The problem
Copies of all lines that contain "ceiling" are needed; take them from the data below.

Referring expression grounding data
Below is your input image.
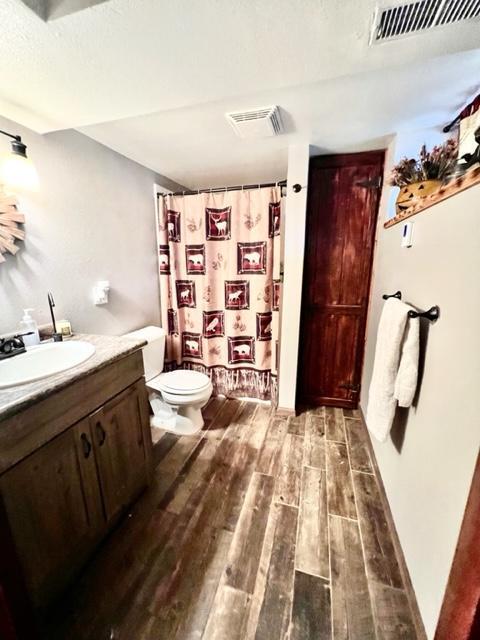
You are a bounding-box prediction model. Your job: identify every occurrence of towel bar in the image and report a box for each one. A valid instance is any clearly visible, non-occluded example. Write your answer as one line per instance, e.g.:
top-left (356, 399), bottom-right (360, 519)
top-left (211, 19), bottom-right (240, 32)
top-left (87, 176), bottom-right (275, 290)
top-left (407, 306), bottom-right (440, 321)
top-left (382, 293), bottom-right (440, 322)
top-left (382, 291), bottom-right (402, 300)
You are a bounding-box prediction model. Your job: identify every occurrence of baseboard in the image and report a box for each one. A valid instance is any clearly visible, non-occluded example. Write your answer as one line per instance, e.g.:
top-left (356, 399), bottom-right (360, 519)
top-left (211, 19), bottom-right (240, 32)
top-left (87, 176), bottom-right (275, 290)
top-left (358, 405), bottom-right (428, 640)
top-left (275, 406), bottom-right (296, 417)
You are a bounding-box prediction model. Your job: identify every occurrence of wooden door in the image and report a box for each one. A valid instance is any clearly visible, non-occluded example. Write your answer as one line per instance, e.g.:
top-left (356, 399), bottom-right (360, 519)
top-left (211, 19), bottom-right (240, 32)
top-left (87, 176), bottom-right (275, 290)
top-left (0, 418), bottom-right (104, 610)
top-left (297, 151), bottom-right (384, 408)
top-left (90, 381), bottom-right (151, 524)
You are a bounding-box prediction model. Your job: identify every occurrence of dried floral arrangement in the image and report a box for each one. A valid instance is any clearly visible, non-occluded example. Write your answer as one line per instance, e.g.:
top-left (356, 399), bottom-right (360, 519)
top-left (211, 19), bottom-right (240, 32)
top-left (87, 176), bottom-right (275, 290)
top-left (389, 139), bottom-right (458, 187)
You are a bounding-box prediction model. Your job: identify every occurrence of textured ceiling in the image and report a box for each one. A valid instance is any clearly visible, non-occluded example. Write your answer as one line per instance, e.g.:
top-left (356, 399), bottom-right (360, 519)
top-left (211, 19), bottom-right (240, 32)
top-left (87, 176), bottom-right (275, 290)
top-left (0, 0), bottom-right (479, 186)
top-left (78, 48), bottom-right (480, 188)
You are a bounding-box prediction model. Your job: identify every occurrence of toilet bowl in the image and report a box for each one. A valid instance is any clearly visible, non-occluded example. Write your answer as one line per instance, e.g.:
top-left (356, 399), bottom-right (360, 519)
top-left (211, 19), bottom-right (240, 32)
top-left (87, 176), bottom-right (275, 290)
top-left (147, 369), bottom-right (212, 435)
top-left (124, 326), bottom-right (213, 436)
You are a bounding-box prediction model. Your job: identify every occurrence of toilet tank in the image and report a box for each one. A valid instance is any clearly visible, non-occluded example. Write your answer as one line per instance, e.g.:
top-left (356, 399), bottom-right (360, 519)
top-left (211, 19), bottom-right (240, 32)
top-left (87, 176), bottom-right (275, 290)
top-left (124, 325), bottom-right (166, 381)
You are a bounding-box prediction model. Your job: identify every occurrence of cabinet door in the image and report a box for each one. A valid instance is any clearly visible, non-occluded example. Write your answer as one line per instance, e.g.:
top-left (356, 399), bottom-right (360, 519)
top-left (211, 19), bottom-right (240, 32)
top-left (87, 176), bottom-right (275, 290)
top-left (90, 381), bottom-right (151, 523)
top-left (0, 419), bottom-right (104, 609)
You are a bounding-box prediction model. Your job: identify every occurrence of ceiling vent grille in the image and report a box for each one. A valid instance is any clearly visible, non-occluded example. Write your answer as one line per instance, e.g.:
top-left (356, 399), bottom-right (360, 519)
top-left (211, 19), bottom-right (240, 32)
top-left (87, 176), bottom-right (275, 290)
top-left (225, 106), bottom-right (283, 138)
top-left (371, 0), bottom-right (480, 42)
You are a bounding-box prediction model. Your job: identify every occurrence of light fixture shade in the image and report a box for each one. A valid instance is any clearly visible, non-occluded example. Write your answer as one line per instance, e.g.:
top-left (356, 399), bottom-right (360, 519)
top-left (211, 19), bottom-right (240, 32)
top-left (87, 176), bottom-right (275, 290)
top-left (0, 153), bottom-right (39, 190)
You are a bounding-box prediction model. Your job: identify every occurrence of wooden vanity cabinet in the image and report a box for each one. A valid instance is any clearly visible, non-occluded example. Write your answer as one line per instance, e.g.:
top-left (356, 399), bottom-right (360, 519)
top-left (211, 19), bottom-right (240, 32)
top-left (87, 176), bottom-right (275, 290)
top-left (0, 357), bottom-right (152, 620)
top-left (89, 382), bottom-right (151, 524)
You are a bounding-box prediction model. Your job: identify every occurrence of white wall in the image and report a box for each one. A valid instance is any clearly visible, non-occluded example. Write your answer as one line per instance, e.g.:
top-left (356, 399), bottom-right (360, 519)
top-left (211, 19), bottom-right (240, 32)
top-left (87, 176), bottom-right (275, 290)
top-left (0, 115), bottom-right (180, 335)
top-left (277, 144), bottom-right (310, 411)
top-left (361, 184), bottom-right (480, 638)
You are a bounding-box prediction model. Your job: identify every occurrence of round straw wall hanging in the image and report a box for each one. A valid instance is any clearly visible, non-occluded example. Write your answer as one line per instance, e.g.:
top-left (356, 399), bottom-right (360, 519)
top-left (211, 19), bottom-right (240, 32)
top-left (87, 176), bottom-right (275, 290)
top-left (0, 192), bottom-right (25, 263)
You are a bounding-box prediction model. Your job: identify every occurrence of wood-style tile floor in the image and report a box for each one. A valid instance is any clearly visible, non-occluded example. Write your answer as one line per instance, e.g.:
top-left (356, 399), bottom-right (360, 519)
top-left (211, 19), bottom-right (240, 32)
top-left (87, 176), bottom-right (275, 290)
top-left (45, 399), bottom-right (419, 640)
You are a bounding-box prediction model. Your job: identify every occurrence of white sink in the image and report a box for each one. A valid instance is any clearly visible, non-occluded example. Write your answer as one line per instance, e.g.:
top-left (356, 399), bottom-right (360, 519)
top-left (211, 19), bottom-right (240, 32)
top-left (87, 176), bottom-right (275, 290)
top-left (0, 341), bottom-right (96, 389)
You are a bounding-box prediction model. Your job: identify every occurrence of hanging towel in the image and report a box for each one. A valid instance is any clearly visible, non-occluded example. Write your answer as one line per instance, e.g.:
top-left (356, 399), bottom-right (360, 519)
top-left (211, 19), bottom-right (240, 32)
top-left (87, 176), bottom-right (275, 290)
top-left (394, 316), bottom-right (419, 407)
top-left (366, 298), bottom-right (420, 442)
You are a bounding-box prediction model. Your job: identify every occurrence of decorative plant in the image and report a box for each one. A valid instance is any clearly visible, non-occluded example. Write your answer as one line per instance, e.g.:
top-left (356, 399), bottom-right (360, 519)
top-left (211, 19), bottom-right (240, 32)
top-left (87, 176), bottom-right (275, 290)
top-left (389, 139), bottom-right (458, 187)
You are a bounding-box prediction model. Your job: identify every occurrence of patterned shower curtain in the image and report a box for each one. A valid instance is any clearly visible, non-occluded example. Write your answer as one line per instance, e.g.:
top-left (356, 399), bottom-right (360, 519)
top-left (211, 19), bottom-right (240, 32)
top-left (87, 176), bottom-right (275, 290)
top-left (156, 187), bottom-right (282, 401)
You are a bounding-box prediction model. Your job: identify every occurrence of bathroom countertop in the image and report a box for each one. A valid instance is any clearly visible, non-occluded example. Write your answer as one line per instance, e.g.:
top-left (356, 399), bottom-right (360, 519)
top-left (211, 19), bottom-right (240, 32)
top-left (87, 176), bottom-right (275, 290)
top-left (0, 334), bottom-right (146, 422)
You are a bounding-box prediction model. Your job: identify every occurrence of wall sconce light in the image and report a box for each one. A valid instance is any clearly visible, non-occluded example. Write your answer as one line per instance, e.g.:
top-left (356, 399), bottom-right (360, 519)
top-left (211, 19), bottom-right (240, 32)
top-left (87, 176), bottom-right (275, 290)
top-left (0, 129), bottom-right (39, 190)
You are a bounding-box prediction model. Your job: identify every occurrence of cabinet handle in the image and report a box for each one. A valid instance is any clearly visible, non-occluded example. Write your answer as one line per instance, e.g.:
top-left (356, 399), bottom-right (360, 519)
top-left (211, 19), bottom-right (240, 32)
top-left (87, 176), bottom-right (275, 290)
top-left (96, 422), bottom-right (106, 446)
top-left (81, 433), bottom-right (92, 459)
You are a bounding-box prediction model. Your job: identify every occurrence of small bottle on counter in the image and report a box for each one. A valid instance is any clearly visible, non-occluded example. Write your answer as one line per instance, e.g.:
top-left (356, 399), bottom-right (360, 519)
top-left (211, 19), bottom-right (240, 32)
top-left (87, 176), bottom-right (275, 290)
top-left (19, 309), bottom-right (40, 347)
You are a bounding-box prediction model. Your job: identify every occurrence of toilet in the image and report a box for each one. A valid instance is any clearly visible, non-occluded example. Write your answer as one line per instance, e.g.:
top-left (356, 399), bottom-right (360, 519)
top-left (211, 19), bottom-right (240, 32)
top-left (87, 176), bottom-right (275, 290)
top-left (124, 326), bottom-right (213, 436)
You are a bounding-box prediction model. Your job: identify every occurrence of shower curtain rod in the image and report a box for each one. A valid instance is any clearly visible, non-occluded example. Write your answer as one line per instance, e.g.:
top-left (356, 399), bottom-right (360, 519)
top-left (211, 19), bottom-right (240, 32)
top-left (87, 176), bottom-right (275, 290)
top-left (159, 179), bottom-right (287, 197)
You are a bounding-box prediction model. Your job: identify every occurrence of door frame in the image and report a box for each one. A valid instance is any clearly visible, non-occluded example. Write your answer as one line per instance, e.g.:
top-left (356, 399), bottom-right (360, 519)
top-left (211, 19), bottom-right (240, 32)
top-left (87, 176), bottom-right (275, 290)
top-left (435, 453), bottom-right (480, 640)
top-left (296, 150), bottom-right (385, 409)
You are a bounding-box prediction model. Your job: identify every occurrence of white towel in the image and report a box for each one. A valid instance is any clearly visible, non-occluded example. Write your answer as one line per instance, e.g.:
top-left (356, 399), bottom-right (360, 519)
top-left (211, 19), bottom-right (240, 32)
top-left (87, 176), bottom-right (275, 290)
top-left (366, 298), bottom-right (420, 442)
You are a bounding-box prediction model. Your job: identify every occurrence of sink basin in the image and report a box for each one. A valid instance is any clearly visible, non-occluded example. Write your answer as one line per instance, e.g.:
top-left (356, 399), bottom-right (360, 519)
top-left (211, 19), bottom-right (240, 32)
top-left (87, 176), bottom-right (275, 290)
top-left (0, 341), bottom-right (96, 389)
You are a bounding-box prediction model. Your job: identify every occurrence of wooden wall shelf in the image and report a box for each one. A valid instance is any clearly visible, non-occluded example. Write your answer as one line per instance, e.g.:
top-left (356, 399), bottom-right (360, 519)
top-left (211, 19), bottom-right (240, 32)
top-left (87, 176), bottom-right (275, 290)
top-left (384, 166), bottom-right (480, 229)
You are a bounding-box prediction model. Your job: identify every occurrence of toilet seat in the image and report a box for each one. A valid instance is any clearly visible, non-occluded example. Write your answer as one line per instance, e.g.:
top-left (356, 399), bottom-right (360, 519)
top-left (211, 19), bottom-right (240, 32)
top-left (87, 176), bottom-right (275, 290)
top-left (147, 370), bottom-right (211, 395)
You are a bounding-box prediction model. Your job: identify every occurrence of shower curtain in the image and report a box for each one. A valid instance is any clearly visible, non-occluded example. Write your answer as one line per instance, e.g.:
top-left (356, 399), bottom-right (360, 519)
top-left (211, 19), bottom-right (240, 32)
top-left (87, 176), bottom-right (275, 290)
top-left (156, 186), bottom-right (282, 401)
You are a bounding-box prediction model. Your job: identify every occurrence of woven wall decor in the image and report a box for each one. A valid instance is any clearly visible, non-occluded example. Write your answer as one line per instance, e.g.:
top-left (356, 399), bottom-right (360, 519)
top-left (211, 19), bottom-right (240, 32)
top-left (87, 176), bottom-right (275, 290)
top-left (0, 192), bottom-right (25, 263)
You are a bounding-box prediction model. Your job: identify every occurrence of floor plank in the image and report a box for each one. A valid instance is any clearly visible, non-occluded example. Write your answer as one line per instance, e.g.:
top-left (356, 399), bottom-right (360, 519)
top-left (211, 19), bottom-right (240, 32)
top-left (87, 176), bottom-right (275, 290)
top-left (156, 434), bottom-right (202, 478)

Answer
You are a bounding-box prediction model. Your job: identify every occurrence of textured ceiling in the image and report a box for each one. A valid instance is any clearly visible, non-occluded example. Write your answer as one line per instance, e.g.:
You are a bounding-box prediction model. Your job: identify every occurrence of ceiling vent grille in the image and report a box for each one. A valid instance is any clearly visible, non-occluded example. Write your answer as one line per instance, e.g.:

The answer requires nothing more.